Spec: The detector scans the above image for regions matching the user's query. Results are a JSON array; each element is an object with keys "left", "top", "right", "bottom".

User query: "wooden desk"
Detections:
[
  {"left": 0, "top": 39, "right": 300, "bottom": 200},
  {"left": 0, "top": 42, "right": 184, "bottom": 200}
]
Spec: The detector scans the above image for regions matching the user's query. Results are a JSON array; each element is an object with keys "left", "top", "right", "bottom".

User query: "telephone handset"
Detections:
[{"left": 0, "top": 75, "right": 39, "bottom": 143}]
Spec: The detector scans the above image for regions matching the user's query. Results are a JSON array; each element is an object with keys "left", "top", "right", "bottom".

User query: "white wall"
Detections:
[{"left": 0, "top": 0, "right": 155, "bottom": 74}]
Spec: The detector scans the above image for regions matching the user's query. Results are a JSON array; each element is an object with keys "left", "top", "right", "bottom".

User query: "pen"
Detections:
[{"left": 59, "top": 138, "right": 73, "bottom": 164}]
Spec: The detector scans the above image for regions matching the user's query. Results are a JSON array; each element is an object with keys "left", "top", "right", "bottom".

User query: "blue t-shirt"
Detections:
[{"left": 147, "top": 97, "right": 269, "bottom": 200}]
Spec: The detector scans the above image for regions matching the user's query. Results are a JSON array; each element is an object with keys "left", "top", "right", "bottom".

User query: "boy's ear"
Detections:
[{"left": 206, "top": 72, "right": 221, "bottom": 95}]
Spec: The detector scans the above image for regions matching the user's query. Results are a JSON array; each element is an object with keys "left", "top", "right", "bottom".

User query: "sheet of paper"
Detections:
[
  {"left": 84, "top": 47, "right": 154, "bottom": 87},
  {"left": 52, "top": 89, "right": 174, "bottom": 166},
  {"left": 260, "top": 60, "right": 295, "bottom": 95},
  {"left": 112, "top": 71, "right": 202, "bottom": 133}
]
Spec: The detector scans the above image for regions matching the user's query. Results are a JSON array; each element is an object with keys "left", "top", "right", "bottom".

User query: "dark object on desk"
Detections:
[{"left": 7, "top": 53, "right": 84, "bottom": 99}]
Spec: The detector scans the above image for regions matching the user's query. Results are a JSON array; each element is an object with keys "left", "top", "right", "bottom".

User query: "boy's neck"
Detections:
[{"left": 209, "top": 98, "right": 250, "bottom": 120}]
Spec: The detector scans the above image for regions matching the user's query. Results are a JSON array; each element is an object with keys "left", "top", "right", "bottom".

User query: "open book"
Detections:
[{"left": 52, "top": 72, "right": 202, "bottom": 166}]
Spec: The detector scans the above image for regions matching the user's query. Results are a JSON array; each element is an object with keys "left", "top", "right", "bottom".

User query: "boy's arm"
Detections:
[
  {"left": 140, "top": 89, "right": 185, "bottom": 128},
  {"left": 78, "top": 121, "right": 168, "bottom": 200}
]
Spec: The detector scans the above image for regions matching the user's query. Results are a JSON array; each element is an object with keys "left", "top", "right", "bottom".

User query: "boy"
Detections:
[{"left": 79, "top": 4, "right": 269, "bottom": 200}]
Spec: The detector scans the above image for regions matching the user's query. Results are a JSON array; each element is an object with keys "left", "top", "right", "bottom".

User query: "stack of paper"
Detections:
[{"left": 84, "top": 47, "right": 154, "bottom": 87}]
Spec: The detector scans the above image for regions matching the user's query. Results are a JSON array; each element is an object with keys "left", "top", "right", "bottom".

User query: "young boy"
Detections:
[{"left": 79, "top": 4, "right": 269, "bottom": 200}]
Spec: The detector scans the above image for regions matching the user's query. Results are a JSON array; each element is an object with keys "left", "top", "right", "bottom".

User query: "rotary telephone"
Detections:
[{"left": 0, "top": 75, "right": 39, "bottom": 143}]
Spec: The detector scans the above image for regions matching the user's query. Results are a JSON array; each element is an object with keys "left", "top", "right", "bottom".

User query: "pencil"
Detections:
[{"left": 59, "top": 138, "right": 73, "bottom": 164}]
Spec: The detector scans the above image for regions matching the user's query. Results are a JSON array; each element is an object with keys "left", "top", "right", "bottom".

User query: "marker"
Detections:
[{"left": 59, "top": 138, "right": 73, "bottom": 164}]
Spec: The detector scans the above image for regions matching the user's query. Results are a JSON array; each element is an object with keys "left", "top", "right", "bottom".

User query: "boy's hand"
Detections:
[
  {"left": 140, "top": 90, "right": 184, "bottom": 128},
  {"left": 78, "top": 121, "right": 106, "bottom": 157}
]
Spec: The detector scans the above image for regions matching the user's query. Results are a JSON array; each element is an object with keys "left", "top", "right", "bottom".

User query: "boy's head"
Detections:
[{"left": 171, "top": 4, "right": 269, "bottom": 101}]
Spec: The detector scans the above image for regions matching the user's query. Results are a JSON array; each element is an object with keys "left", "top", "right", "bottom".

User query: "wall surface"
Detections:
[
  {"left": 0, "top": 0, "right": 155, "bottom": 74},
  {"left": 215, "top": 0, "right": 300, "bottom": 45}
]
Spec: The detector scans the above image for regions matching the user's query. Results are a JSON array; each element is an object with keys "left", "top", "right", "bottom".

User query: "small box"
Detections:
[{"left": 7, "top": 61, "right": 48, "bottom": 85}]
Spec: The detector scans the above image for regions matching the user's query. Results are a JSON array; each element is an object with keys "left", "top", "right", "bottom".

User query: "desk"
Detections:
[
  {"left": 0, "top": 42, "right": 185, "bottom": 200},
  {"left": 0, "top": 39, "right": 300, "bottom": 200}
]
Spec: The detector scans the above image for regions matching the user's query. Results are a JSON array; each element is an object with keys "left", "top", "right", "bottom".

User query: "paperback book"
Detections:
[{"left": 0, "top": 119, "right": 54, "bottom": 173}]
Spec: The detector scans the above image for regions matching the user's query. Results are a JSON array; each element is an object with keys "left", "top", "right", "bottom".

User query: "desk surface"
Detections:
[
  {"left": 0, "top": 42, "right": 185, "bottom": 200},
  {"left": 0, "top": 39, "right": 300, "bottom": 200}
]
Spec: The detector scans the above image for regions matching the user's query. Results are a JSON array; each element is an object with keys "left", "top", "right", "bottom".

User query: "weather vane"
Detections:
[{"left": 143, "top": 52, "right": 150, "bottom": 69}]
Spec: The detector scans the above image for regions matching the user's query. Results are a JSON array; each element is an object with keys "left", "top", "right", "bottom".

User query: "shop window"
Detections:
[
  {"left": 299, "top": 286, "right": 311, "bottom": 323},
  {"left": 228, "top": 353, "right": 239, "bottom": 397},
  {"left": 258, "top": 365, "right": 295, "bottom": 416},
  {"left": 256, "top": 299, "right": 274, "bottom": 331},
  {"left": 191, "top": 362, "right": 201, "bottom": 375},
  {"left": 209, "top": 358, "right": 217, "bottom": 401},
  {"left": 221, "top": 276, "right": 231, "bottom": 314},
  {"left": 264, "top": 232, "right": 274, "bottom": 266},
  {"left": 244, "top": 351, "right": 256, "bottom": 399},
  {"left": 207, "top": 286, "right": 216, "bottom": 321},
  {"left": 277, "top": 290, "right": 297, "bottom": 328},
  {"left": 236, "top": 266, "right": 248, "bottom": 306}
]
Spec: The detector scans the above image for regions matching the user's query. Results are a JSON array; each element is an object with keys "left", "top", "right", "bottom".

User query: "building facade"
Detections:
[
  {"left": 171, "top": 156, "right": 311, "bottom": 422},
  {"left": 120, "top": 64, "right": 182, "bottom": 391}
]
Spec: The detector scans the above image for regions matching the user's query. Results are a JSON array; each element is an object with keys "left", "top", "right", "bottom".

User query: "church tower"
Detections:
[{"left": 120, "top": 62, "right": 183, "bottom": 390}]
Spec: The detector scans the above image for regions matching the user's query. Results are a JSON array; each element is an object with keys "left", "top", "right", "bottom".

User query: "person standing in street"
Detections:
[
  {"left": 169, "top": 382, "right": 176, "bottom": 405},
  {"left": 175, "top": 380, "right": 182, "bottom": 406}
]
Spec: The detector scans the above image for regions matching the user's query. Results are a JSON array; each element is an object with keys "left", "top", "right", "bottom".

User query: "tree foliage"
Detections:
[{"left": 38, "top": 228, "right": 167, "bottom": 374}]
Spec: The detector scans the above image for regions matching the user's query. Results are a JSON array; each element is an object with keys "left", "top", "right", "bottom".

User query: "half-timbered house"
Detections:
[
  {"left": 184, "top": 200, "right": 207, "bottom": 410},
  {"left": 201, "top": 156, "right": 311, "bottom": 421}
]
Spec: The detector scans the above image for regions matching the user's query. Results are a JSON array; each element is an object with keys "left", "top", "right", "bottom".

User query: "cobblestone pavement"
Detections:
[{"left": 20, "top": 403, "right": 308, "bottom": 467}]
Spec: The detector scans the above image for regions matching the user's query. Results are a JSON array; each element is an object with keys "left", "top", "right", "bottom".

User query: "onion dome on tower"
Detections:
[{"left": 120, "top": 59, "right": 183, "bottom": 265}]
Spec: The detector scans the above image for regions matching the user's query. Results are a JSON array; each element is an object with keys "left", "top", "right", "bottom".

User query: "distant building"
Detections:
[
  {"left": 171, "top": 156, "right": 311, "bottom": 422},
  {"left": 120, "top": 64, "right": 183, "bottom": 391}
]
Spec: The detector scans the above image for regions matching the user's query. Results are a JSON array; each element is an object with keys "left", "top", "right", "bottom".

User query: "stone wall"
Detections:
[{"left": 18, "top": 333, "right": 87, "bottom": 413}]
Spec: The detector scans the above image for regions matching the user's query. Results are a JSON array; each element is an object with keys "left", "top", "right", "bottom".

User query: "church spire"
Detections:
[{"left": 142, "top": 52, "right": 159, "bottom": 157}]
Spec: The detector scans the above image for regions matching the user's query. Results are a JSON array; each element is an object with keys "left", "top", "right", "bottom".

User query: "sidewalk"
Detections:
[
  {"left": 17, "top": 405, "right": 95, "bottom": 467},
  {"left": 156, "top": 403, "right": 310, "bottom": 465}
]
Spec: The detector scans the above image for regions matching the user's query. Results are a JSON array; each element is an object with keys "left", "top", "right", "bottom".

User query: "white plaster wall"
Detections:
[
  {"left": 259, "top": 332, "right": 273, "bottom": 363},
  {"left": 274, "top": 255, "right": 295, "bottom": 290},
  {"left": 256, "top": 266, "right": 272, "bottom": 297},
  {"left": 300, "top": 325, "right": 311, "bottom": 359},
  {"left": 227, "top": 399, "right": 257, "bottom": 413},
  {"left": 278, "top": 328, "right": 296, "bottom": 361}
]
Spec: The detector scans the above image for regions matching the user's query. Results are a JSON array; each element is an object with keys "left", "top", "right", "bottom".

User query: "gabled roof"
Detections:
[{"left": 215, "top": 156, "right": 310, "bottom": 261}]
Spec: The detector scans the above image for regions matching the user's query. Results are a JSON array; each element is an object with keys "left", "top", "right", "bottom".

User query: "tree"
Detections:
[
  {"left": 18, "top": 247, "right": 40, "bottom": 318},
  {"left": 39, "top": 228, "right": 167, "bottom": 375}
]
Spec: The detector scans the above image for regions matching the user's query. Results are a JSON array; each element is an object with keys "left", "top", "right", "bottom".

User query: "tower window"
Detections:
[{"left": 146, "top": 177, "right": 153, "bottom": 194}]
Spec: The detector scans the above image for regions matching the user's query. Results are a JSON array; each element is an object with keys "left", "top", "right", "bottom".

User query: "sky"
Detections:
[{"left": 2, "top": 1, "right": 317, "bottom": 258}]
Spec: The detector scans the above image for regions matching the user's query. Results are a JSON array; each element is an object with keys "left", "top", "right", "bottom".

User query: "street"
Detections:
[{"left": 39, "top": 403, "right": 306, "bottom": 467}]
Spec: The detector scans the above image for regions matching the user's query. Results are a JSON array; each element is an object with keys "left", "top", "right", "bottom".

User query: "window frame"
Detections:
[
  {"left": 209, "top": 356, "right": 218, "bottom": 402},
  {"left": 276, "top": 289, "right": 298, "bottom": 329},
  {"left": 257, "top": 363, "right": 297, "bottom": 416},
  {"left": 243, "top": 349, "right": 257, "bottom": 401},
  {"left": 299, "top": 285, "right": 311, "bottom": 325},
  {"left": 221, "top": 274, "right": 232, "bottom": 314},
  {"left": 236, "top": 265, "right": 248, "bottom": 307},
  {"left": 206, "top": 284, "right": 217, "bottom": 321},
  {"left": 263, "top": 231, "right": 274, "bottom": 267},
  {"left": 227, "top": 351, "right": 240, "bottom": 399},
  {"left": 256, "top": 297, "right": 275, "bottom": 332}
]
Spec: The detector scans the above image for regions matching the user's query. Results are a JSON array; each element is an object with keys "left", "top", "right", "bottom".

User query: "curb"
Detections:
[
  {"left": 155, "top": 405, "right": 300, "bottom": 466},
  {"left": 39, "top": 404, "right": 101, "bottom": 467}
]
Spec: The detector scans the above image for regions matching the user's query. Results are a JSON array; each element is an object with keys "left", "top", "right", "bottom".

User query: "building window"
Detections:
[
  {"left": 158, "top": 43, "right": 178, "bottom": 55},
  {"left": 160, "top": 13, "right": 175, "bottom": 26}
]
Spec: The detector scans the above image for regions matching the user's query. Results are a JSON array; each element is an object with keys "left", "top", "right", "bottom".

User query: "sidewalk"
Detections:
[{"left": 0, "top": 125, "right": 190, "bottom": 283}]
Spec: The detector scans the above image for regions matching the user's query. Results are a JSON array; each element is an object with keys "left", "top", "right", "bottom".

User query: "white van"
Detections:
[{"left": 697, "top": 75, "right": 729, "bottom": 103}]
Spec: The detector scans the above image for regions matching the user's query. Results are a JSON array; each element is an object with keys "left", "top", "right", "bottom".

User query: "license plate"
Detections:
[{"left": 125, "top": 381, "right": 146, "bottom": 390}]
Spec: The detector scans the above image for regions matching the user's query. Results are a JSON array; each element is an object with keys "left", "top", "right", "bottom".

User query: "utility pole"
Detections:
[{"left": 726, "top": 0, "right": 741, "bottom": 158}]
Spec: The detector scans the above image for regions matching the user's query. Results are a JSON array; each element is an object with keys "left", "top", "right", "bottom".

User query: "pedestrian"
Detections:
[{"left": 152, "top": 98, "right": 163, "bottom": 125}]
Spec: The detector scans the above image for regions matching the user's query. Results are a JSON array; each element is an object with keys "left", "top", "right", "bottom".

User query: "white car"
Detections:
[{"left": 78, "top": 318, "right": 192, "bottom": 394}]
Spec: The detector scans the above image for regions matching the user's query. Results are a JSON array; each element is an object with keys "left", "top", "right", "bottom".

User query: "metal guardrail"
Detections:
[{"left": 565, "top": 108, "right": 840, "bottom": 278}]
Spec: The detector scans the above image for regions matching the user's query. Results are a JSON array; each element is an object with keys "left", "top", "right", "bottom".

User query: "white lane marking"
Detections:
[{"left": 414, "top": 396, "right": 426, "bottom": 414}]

※ ※ ※

TASK DIRECTIONS.
Gather every line of the material above that contains the string "telephone". Case counts, so a line matches only if its capital and lowercase letters agree with that string.

RESULT.
User query: "telephone handset"
User query: "rotary telephone"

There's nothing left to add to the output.